Exercise ::
Search the records for the string "distant", and show each line where it appears.

Information provided Block Start

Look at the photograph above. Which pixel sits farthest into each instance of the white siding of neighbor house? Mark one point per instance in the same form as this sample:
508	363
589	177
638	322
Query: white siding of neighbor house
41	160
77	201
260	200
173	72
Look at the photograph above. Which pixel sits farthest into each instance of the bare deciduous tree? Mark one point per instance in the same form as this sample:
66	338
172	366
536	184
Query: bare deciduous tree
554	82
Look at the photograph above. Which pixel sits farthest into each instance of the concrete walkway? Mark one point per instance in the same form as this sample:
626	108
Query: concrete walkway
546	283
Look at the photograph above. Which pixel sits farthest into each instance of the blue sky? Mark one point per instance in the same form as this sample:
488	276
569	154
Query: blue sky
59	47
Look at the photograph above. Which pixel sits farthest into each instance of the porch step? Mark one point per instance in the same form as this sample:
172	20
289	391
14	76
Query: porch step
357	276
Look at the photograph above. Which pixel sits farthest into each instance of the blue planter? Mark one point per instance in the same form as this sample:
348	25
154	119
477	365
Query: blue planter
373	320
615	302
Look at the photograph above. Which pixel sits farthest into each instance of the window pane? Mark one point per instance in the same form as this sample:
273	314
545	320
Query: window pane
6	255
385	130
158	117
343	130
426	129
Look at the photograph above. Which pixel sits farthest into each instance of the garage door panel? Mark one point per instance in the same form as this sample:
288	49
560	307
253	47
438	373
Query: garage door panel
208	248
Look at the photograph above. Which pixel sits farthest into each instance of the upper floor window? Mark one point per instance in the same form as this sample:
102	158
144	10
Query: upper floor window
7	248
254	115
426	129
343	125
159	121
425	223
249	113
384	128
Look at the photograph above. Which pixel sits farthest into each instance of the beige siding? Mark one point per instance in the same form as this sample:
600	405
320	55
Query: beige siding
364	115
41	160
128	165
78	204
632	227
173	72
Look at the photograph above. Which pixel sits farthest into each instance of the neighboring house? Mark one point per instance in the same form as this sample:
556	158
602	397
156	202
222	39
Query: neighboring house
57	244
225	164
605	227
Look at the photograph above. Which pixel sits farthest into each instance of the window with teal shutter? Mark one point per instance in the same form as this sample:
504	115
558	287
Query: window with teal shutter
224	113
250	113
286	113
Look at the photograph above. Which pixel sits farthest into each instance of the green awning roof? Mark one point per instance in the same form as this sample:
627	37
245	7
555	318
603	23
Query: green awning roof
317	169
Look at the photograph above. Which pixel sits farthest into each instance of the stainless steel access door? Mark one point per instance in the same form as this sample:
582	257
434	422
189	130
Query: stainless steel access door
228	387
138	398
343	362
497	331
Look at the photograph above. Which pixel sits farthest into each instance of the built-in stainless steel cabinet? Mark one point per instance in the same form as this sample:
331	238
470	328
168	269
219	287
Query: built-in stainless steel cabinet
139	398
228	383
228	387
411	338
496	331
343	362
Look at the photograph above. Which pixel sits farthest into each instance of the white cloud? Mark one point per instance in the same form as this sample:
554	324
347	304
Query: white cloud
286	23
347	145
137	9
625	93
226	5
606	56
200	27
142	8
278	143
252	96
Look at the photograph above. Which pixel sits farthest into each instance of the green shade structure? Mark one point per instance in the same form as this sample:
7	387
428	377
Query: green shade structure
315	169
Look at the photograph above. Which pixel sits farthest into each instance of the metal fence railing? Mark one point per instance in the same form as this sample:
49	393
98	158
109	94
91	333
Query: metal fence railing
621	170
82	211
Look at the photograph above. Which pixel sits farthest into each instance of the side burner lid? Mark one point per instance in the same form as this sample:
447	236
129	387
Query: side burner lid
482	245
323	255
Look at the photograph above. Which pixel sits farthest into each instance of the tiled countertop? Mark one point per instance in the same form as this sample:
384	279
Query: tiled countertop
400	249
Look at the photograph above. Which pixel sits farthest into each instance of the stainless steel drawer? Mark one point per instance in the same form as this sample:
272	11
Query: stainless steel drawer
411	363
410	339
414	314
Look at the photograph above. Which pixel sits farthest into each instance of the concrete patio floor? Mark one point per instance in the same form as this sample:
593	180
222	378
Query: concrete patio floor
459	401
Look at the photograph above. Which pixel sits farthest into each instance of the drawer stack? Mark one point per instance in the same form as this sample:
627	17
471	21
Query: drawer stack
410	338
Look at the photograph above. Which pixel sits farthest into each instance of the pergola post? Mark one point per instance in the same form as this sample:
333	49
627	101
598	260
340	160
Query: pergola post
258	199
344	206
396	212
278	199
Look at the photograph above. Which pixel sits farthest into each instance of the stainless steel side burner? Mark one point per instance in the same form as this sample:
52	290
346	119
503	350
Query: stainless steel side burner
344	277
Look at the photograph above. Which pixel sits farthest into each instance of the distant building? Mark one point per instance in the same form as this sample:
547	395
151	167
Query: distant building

Information provided Block End

Answer to this task ::
Look at the photograph above. Which pixel sits farthest into each instance of the distant building? Mark one point per instance in the same form as this sample:
Query: distant building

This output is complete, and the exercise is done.